Ausgewählter Auszug:
%%
Die jahrzehntelange wissenschaftliche Beschäftigung mit Proverbien hat Walter dazu inspiriert, „die Sprichwörter verschiedener Völker einer vergleichenden Analyse zu unterziehen, sie in einem Wörterbuch darzustellen“ (Walter 2021: 7). Dementsprechend unternimmt er in seinem Band „den Versuch, deutsche Sprichwörter zu erklären und historisch-etymologisch zu interpretieren, um sie dann ihren fremdsprachlichen Äquivalenten gegenüberzustellen“ (Walter 2021: 18).
Bei der Zusammenstellung, Annotation und Interpretation des Materials behält der Autor ständig seine Zielgruppe im Blick. Es handelt sich dabei vorwiegend um Studierende der Slawistik und Germanistik an der Universität Greifswald. Da am Institut für Slawistik Russisch, Polnisch, Tschechisch und Ukrainisch gelehrt werden, schenkt Walter bei der Auswahl der Äquivalente zu den im Wörterbuch aufgelisteten deutschen Sprichwörtern gerade diesen vier Sprachen eine besondere Aufmerksamkeit (vgl. Walter 2021: 18–19; 29).
%%
Zu bearbeitende Aufgaben:
A. Welchen vier Sprachen schenkt Walter laut dem Auszug bei der Auswahl der Äquivalente besondere Aufmerksamkeit?
B. Gib den Wortlaut des Auszugs zwischen „Bei der Zusammenstellung, Annotation“ und „2021: 18–19; 29).“ einschließlich dieser beiden Stellen genau wieder.

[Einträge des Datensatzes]
%%
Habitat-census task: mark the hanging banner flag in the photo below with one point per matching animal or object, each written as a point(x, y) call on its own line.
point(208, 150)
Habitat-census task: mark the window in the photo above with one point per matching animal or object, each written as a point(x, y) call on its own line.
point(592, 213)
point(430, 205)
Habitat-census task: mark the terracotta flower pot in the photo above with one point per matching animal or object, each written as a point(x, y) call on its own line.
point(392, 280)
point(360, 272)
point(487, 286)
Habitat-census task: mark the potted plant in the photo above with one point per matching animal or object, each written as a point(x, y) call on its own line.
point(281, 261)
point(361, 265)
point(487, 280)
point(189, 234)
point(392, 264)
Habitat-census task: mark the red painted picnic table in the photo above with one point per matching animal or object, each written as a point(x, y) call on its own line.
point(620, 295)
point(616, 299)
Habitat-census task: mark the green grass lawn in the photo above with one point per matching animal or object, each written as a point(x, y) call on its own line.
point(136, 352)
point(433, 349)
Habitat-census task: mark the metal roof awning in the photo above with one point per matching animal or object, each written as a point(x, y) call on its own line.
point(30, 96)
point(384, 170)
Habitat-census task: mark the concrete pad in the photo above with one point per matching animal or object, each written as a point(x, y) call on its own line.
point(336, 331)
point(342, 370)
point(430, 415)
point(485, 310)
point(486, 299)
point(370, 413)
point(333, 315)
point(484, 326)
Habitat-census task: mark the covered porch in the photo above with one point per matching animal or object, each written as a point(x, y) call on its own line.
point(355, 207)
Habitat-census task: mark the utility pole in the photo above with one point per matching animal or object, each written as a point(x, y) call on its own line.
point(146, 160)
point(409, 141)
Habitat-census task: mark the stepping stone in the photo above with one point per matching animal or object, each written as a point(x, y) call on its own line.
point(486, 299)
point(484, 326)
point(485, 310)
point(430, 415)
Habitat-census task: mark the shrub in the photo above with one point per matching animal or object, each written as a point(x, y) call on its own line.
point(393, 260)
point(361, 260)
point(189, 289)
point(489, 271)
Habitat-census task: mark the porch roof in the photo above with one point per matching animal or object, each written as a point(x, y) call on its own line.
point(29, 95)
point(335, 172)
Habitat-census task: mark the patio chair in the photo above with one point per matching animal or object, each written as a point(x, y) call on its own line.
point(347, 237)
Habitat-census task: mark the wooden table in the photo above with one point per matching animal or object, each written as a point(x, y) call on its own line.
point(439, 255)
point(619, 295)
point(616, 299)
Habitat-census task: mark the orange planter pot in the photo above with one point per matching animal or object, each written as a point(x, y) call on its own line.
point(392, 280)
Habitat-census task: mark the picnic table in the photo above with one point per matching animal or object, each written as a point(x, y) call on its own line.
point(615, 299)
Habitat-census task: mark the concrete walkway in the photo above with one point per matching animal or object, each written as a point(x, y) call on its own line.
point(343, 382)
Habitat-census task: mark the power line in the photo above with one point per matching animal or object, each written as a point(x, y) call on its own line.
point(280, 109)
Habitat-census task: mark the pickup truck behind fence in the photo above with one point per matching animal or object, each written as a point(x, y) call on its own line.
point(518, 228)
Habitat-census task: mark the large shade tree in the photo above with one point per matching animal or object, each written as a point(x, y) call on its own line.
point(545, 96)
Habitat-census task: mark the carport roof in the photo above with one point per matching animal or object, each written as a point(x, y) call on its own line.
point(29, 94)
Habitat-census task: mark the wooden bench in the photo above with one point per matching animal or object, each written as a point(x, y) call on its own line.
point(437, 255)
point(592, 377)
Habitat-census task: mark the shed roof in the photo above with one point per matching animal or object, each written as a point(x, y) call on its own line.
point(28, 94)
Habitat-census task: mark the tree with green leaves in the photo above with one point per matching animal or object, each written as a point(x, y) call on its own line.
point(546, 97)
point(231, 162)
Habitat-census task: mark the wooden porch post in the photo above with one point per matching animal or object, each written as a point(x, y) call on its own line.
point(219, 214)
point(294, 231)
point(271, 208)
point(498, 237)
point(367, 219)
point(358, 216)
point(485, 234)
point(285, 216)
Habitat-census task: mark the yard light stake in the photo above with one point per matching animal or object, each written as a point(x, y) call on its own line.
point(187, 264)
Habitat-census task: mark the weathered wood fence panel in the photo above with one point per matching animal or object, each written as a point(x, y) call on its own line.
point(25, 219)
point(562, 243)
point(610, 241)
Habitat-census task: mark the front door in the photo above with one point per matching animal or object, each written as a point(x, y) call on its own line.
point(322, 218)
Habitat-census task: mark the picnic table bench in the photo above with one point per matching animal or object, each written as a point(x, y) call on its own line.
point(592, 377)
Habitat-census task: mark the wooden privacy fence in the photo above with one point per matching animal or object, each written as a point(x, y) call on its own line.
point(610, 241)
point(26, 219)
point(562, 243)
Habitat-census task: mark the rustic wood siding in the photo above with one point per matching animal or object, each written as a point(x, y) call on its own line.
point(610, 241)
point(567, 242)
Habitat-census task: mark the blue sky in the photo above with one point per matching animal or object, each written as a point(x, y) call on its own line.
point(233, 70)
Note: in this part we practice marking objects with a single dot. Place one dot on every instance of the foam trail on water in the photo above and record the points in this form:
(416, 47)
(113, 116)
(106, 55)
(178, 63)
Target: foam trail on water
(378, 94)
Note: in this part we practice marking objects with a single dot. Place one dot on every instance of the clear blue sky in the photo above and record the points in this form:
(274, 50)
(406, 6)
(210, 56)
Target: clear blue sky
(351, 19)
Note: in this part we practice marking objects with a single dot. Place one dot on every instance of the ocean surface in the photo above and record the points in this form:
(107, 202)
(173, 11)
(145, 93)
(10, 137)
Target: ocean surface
%%
Lösungen der Übung:
A. Russisch, Polnisch, Tschechisch und Ukrainisch

B.
Bei der Zusammenstellung, Annotation und Interpretation des Materials behält der Autor ständig seine Zielgruppe im Blick. Es handelt sich dabei vorwiegend um Studierende der Slawistik und Germanistik an der Universität Greifswald. Da am Institut für Slawistik Russisch, Polnisch, Tschechisch und Ukrainisch gelehrt werden, schenkt Walter bei der Auswahl der Äquivalente zu den im Wörterbuch aufgelisteten deutschen Sprichwörtern gerade diesen vier Sprachen eine besondere Aufmerksamkeit (vgl. Walter 2021: 18–19; 29).